> Stated task
Rewrite the material below, putting "glass table" in place of "wooden table" and leaving everything else unchanged.

> Dataset

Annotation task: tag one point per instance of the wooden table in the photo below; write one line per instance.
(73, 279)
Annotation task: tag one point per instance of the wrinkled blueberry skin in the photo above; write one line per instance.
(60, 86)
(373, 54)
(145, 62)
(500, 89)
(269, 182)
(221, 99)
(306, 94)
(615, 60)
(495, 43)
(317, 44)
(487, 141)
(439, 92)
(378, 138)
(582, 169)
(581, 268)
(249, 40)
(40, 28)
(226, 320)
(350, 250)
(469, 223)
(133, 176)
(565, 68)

> Task output
Annotation task: tag one point per instance of the glass table in the photo below; write one line per instance.
(73, 279)
Annotation task: tag one point per instance of the wrinkled blueberry skin in the photo above; write one line per instance.
(60, 86)
(373, 54)
(145, 62)
(500, 89)
(269, 182)
(221, 99)
(306, 94)
(615, 60)
(495, 43)
(317, 44)
(487, 141)
(439, 92)
(378, 138)
(582, 169)
(581, 268)
(249, 40)
(40, 28)
(226, 320)
(350, 250)
(469, 223)
(133, 176)
(565, 68)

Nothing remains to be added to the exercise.